===== STUDY MATERIAL =====

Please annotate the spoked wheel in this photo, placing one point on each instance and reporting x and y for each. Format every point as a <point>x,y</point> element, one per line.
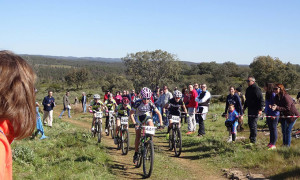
<point>148,159</point>
<point>99,130</point>
<point>171,140</point>
<point>177,142</point>
<point>125,141</point>
<point>140,158</point>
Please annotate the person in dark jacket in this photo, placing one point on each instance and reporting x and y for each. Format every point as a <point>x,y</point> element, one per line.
<point>254,102</point>
<point>49,104</point>
<point>286,106</point>
<point>271,121</point>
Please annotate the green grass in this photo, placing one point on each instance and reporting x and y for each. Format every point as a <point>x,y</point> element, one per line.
<point>68,153</point>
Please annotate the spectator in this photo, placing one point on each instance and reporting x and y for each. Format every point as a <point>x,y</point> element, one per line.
<point>118,97</point>
<point>233,98</point>
<point>271,121</point>
<point>107,92</point>
<point>67,106</point>
<point>17,106</point>
<point>284,103</point>
<point>39,124</point>
<point>83,102</point>
<point>242,98</point>
<point>163,100</point>
<point>192,106</point>
<point>203,103</point>
<point>254,102</point>
<point>49,104</point>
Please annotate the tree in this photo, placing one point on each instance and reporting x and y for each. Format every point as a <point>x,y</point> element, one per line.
<point>152,68</point>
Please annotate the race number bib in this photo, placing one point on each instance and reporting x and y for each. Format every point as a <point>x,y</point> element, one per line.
<point>175,119</point>
<point>150,130</point>
<point>124,120</point>
<point>99,114</point>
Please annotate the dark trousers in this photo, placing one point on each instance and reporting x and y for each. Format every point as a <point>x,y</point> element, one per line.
<point>201,130</point>
<point>252,122</point>
<point>272,123</point>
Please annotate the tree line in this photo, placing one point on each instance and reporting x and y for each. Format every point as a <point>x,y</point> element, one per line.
<point>156,68</point>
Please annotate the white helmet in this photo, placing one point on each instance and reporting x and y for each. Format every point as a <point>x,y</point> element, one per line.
<point>177,94</point>
<point>96,96</point>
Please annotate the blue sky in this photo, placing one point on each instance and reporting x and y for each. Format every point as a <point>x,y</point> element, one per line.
<point>198,31</point>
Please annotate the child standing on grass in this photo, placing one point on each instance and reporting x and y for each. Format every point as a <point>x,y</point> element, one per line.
<point>17,106</point>
<point>232,122</point>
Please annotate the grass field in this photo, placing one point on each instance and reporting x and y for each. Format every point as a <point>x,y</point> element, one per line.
<point>71,153</point>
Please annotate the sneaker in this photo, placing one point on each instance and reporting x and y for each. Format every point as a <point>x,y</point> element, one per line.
<point>167,136</point>
<point>135,158</point>
<point>272,147</point>
<point>190,132</point>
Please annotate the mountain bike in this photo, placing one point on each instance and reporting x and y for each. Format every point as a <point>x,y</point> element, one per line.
<point>146,150</point>
<point>175,141</point>
<point>123,135</point>
<point>98,125</point>
<point>111,127</point>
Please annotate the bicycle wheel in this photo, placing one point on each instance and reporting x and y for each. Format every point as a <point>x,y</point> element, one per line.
<point>177,142</point>
<point>140,152</point>
<point>148,159</point>
<point>171,140</point>
<point>125,141</point>
<point>99,132</point>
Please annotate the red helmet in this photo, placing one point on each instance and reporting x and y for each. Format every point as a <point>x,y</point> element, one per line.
<point>125,100</point>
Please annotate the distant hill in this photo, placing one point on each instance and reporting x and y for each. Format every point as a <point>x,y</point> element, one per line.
<point>101,59</point>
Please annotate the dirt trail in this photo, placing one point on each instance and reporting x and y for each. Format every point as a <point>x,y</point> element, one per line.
<point>123,167</point>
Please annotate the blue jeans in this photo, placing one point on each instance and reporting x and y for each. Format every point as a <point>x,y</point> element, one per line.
<point>84,107</point>
<point>155,116</point>
<point>272,123</point>
<point>286,131</point>
<point>69,113</point>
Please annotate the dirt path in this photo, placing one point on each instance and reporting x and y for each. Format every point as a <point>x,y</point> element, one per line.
<point>123,167</point>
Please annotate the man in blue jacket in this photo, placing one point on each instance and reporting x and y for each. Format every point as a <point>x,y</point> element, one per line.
<point>48,103</point>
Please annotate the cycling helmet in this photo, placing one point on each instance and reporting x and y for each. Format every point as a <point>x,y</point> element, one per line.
<point>146,93</point>
<point>177,94</point>
<point>96,96</point>
<point>125,100</point>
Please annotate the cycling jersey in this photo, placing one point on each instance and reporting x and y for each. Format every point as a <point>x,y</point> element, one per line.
<point>142,110</point>
<point>110,104</point>
<point>96,106</point>
<point>122,111</point>
<point>174,107</point>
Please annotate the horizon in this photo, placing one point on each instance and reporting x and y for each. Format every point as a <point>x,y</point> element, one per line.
<point>194,31</point>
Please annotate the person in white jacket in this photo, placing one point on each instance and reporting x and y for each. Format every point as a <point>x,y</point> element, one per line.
<point>203,103</point>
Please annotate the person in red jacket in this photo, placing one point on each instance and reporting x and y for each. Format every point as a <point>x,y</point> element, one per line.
<point>192,106</point>
<point>17,106</point>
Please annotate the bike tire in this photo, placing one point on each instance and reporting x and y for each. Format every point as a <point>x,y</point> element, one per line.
<point>177,142</point>
<point>171,140</point>
<point>99,131</point>
<point>125,141</point>
<point>140,158</point>
<point>148,158</point>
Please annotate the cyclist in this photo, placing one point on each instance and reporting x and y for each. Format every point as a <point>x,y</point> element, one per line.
<point>142,110</point>
<point>96,105</point>
<point>174,105</point>
<point>110,105</point>
<point>121,110</point>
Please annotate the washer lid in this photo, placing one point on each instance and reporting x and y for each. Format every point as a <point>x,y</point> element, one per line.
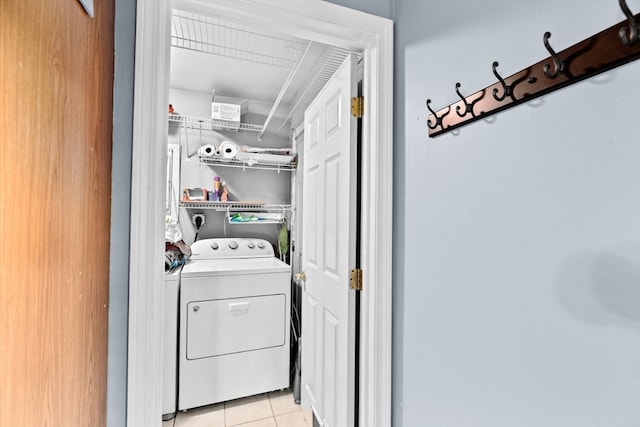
<point>226,267</point>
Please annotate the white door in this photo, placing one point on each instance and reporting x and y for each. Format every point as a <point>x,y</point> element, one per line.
<point>328,253</point>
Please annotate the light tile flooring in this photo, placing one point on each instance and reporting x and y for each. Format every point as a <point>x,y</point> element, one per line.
<point>276,409</point>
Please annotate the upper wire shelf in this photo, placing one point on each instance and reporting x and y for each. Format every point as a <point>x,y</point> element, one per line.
<point>211,124</point>
<point>249,163</point>
<point>234,40</point>
<point>235,206</point>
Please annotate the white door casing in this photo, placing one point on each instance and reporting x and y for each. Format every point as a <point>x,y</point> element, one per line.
<point>315,20</point>
<point>328,253</point>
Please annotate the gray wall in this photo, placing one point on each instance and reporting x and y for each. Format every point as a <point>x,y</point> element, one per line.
<point>517,263</point>
<point>125,22</point>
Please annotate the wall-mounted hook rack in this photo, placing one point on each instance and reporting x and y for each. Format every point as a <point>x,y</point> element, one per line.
<point>608,49</point>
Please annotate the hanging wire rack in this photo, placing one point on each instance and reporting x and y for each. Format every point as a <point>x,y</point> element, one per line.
<point>311,64</point>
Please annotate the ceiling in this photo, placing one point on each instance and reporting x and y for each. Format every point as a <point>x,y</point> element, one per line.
<point>279,74</point>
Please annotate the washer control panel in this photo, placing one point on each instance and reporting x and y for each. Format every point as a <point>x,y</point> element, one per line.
<point>231,248</point>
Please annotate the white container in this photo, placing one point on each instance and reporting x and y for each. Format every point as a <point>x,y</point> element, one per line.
<point>227,112</point>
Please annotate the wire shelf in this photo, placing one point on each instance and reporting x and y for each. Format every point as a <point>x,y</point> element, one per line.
<point>198,123</point>
<point>235,206</point>
<point>235,40</point>
<point>249,163</point>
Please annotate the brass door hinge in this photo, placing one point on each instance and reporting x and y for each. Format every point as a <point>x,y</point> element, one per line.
<point>355,279</point>
<point>357,106</point>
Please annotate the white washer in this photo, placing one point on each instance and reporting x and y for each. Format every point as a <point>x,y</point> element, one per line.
<point>234,322</point>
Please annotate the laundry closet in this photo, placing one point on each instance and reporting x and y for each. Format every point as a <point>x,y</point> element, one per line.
<point>237,98</point>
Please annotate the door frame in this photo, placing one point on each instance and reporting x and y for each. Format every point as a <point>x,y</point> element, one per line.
<point>314,20</point>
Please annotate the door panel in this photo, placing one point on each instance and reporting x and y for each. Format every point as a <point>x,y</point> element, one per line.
<point>328,334</point>
<point>56,81</point>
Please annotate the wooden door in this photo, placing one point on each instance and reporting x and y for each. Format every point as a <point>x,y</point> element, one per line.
<point>56,84</point>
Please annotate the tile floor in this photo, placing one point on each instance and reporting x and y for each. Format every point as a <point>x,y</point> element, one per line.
<point>275,409</point>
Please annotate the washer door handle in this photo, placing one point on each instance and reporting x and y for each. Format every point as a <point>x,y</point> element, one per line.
<point>239,308</point>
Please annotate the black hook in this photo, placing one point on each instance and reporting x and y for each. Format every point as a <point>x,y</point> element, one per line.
<point>506,88</point>
<point>632,29</point>
<point>438,119</point>
<point>559,65</point>
<point>468,108</point>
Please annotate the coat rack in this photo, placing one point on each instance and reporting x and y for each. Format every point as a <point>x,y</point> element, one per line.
<point>615,46</point>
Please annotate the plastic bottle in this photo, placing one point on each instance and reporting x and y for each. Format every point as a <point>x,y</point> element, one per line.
<point>216,188</point>
<point>224,197</point>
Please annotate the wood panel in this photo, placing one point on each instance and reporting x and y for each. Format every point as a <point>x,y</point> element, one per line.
<point>56,82</point>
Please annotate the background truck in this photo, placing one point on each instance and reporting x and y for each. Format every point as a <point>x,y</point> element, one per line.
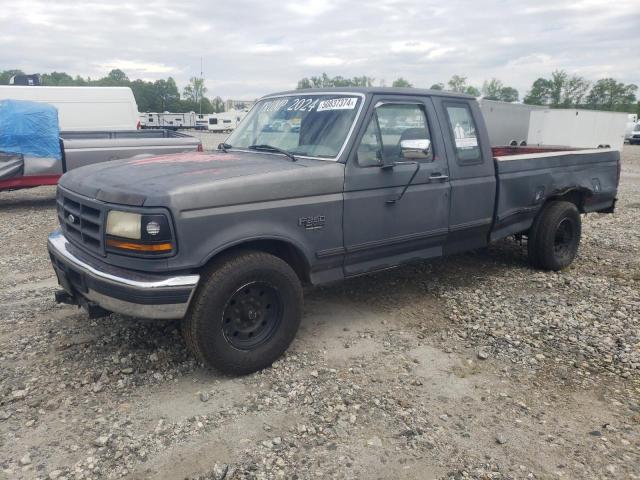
<point>368,179</point>
<point>25,127</point>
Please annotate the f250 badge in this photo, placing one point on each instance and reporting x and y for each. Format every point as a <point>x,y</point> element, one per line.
<point>312,223</point>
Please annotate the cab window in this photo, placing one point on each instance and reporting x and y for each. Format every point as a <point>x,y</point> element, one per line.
<point>464,134</point>
<point>391,124</point>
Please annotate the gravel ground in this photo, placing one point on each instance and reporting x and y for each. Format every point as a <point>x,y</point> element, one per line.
<point>474,366</point>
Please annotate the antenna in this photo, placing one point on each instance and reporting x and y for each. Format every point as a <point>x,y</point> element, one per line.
<point>202,89</point>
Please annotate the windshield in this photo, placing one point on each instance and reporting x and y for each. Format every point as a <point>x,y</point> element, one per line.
<point>314,125</point>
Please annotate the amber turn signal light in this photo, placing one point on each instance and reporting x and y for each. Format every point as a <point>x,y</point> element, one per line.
<point>140,247</point>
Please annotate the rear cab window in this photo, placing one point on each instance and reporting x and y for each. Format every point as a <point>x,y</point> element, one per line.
<point>390,124</point>
<point>462,128</point>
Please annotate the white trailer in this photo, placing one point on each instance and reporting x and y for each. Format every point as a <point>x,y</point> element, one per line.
<point>174,121</point>
<point>82,108</point>
<point>506,122</point>
<point>577,128</point>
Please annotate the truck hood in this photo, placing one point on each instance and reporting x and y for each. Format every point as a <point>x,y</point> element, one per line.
<point>202,179</point>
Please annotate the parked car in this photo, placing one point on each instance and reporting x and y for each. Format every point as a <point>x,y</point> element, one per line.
<point>24,164</point>
<point>225,240</point>
<point>633,133</point>
<point>82,108</point>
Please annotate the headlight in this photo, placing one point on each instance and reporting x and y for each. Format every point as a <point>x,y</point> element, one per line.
<point>124,224</point>
<point>134,232</point>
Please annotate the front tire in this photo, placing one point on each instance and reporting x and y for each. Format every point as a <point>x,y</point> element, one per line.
<point>555,236</point>
<point>245,313</point>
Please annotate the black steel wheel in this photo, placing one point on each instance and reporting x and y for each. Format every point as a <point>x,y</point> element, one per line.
<point>245,313</point>
<point>554,238</point>
<point>252,315</point>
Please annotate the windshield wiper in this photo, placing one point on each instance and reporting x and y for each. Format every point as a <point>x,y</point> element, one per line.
<point>271,148</point>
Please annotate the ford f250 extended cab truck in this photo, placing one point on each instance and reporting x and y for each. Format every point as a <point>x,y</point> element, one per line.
<point>313,186</point>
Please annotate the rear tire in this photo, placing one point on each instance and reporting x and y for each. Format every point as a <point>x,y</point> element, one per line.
<point>555,236</point>
<point>245,313</point>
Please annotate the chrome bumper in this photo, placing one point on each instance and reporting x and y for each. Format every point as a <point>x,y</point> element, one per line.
<point>91,282</point>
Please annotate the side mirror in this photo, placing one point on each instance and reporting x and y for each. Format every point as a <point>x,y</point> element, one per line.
<point>415,149</point>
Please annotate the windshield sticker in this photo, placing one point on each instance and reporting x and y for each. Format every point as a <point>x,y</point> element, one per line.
<point>274,105</point>
<point>303,104</point>
<point>348,103</point>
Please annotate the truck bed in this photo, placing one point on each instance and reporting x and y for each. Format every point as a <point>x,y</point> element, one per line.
<point>528,176</point>
<point>85,148</point>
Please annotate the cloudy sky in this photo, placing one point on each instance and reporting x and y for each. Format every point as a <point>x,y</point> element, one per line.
<point>250,48</point>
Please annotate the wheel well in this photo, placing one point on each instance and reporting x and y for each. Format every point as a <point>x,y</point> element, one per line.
<point>279,248</point>
<point>576,196</point>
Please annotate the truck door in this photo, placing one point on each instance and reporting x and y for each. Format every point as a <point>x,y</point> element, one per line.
<point>380,228</point>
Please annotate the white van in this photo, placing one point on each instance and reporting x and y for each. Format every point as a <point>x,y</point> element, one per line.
<point>225,121</point>
<point>83,108</point>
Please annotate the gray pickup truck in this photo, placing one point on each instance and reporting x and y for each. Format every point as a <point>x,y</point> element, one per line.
<point>313,186</point>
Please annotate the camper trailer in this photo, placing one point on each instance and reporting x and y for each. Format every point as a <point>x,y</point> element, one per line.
<point>577,128</point>
<point>507,122</point>
<point>82,108</point>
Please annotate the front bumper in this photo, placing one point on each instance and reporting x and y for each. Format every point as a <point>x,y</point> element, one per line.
<point>91,282</point>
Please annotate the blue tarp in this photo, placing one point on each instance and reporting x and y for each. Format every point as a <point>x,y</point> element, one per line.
<point>29,128</point>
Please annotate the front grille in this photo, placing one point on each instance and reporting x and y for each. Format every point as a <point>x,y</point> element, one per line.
<point>81,220</point>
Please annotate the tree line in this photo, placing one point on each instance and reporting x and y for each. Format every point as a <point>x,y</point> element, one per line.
<point>561,90</point>
<point>158,96</point>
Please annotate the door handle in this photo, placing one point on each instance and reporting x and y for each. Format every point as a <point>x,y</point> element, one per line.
<point>438,177</point>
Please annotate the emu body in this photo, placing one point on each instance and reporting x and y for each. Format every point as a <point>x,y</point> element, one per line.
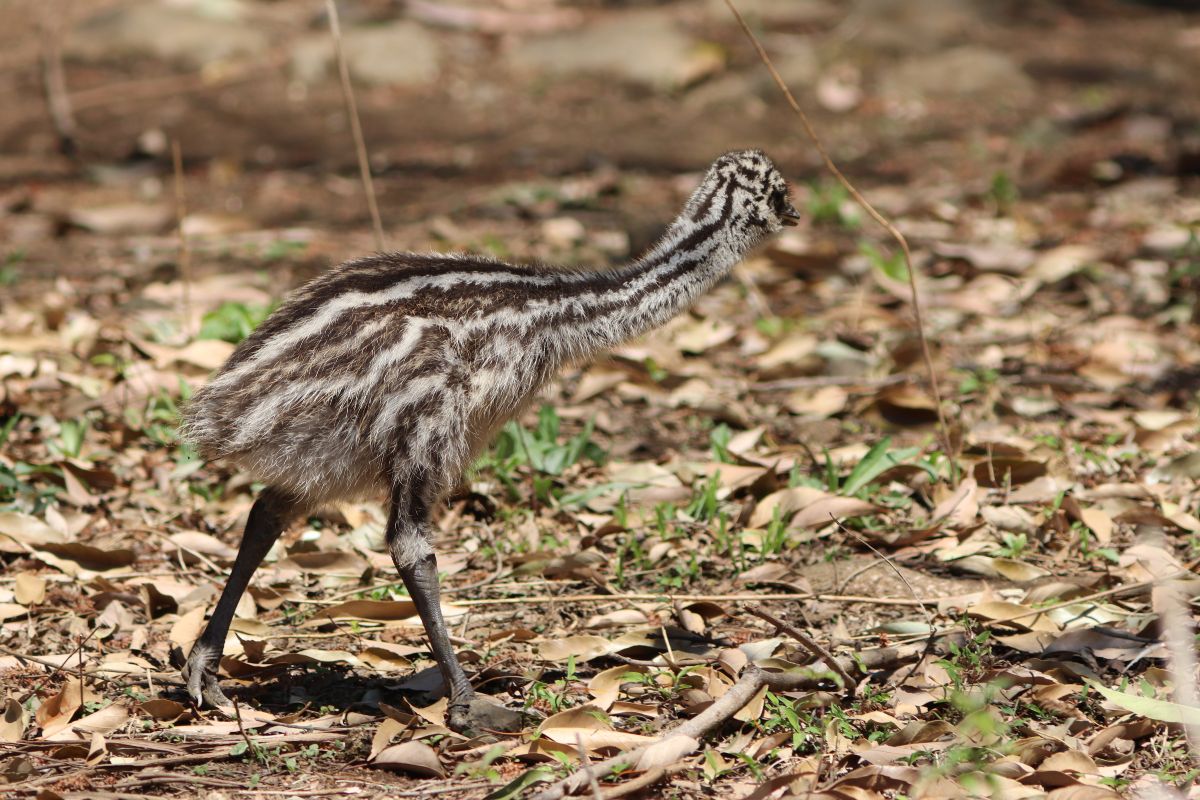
<point>391,373</point>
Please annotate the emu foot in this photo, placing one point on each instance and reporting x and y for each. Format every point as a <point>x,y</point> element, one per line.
<point>477,716</point>
<point>201,673</point>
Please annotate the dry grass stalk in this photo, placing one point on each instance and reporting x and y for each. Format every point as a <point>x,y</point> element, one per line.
<point>54,83</point>
<point>1179,636</point>
<point>942,426</point>
<point>684,739</point>
<point>352,112</point>
<point>185,251</point>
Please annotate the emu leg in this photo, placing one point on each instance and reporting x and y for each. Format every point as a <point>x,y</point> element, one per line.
<point>468,713</point>
<point>269,516</point>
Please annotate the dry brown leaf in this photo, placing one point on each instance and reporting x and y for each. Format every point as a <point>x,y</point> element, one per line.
<point>582,648</point>
<point>187,629</point>
<point>12,723</point>
<point>412,757</point>
<point>29,588</point>
<point>589,725</point>
<point>55,713</point>
<point>383,735</point>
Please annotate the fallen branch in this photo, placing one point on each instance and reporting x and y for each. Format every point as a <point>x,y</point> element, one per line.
<point>684,739</point>
<point>814,649</point>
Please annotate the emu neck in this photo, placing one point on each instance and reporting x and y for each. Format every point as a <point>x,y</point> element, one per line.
<point>648,292</point>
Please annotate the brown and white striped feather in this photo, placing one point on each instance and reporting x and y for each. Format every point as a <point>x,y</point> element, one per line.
<point>401,367</point>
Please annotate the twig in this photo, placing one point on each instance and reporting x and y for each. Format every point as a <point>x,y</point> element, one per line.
<point>929,618</point>
<point>1108,593</point>
<point>594,599</point>
<point>54,82</point>
<point>805,642</point>
<point>245,737</point>
<point>352,112</point>
<point>684,739</point>
<point>185,251</point>
<point>587,767</point>
<point>943,427</point>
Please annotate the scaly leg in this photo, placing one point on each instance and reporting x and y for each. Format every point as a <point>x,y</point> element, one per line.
<point>269,516</point>
<point>468,713</point>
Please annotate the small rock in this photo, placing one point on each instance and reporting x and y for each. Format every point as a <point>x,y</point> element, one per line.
<point>967,71</point>
<point>400,53</point>
<point>563,232</point>
<point>121,218</point>
<point>1167,240</point>
<point>640,47</point>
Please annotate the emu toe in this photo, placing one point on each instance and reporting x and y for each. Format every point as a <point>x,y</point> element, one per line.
<point>477,716</point>
<point>201,674</point>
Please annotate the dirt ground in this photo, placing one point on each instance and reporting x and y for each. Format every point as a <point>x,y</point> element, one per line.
<point>1043,158</point>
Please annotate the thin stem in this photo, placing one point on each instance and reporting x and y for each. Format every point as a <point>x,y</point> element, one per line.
<point>352,112</point>
<point>943,427</point>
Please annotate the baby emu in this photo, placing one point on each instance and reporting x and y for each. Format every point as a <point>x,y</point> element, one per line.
<point>393,372</point>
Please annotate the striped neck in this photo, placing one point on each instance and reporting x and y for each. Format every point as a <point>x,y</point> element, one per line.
<point>634,299</point>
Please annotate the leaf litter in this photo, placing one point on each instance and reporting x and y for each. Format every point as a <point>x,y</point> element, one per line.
<point>1002,632</point>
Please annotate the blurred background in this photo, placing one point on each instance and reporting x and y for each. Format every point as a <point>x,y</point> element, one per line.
<point>480,116</point>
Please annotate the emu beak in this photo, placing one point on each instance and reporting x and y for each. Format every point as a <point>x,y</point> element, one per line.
<point>790,216</point>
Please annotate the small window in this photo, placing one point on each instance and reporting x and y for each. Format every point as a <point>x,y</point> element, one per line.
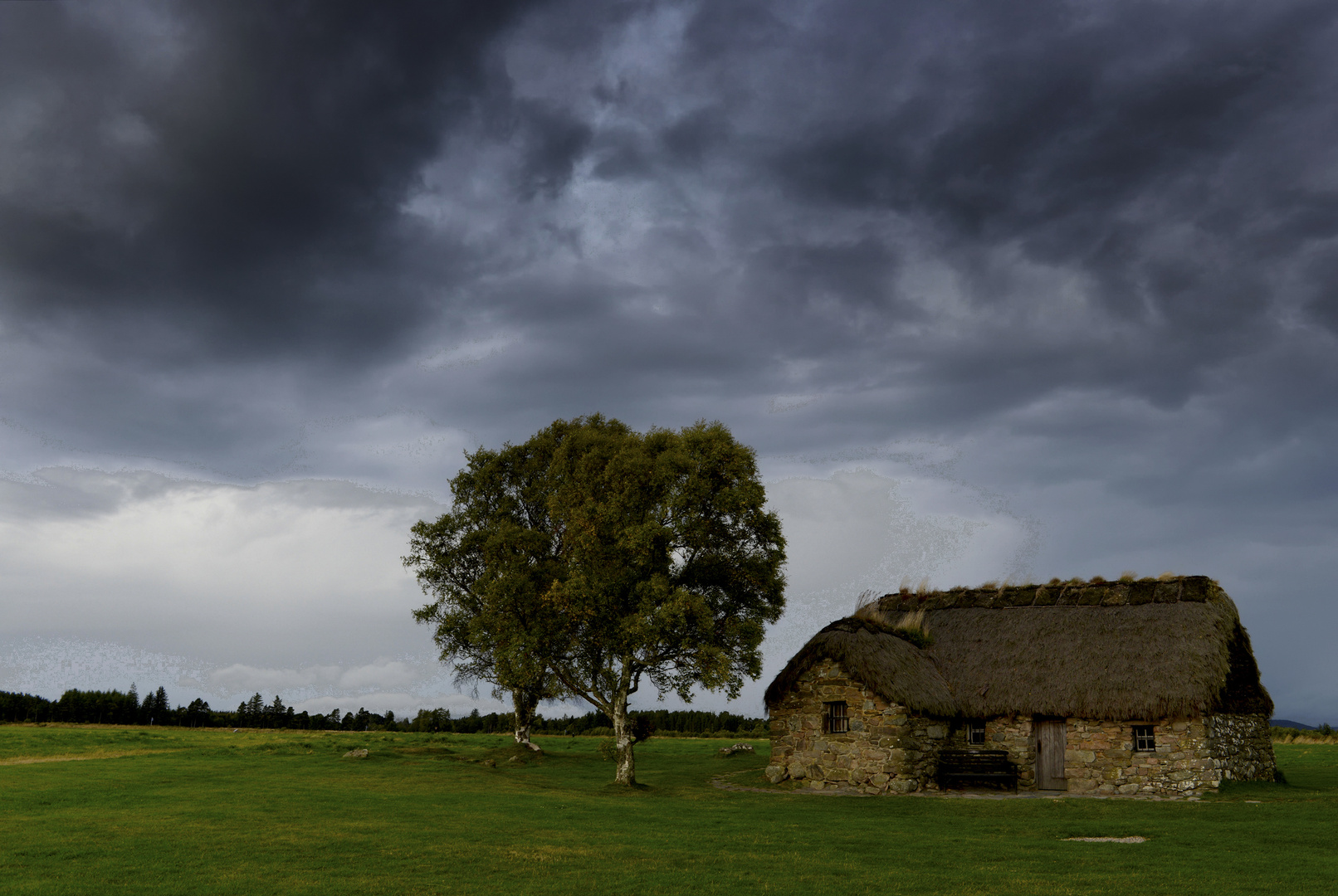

=====

Your answer must be exactly the lines from the one with "Please annotate the baby" through the last line of the entries, both included, with no pictures; please add nothing else.

SOLUTION FOR THIS TASK
Please annotate the baby emu in this photo, placing one point on each instance and reporting x and y for each. Format every point as a <point>x,y</point> element, one per line.
<point>393,372</point>
Please annotate the striped neck in this photo, placing one point on each instance and reporting x and y for each. Format every point as a <point>x,y</point> element, one per line.
<point>634,299</point>
Please annotate the leaf litter in this photo, placing one point on each instance and reporting x and y for each. Format every point as a <point>x,y</point> element, one per line.
<point>1002,632</point>
Please annotate the blurred background in this photo, placing one point on each instance and reporting x and y for each. Format every point as a <point>x,y</point> element, one per line.
<point>480,116</point>
Please annotate the emu beak in this photo, placing one point on each instance and reporting x and y for each. Format every point as a <point>x,y</point> element, one per line.
<point>790,216</point>
Please annotate the small window in this photo, placing one point on each instance and reporting x and y for each. Format every point as a <point>x,y</point> element, one per line.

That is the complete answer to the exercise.